[Natural-language object grounding data]
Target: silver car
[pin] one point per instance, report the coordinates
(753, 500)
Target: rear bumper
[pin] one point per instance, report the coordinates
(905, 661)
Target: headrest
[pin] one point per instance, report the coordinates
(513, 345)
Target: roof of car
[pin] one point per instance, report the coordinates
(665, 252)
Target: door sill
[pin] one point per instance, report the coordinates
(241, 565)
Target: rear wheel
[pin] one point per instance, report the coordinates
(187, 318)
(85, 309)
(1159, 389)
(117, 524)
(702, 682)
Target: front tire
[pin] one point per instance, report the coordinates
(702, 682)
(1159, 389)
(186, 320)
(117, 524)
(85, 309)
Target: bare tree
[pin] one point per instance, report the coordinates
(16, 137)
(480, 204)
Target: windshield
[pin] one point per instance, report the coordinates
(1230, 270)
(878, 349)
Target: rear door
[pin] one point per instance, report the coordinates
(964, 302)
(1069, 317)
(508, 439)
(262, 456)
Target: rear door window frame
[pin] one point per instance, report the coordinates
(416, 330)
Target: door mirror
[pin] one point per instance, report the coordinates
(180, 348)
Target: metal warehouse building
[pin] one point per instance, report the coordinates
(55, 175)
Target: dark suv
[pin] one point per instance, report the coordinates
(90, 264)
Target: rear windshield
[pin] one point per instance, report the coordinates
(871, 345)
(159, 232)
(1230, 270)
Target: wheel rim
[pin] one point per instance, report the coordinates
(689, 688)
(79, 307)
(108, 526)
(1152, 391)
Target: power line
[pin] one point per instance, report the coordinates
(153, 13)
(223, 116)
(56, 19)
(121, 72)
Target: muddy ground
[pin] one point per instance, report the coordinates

> _Directions for this task_: The answer must consist of all the entries, copied exactly.

> _Solution for this exercise_:
Target: silver car
[pin] one point per instance, report the coordinates
(753, 500)
Target: rear bumper
[pin] one point per instance, report the coordinates
(905, 661)
Target: headrest
[pin] one point per instance, report the coordinates
(513, 345)
Target: roof of car
[pin] one point per instance, report the coordinates
(665, 252)
Target: door sill
[pin] one point per instance, report the coordinates
(241, 565)
Target: rear wheel
[pin] one point per instance, report the coordinates
(187, 318)
(85, 309)
(1159, 389)
(117, 524)
(702, 682)
Target: front tire
[pin] one point per instance, report the coordinates
(702, 682)
(1159, 389)
(186, 320)
(117, 524)
(85, 309)
Target: bare tree
[pin] one point per instance, report the coordinates
(16, 137)
(480, 204)
Target: windshield
[pin] one point per instance, report the coordinates
(1230, 270)
(878, 349)
Target: rear door
[pin] one point per instance, report the coordinates
(964, 302)
(1069, 317)
(508, 439)
(262, 456)
Target: rear door window frame
[pin] one point per instance, report the coordinates
(416, 330)
Target: door mirror
[pin] one point per instance, report the coordinates
(180, 348)
Target: metal warehouse building
[pin] one point per instance, report the coordinates
(55, 175)
Target: dark suv
[pin] one point per instance, report the coordinates
(90, 264)
Target: rear windshield
[pin] one point per instance, report the coordinates
(871, 345)
(159, 232)
(1230, 270)
Target: wheel rim
[pin] one point per instance, report the coordinates
(689, 688)
(79, 307)
(108, 526)
(1152, 391)
Target: power line
[pin] one point per instance, report the coordinates
(153, 13)
(223, 116)
(56, 19)
(121, 72)
Target: muddy ground
[pin] one point per instance, report the coordinates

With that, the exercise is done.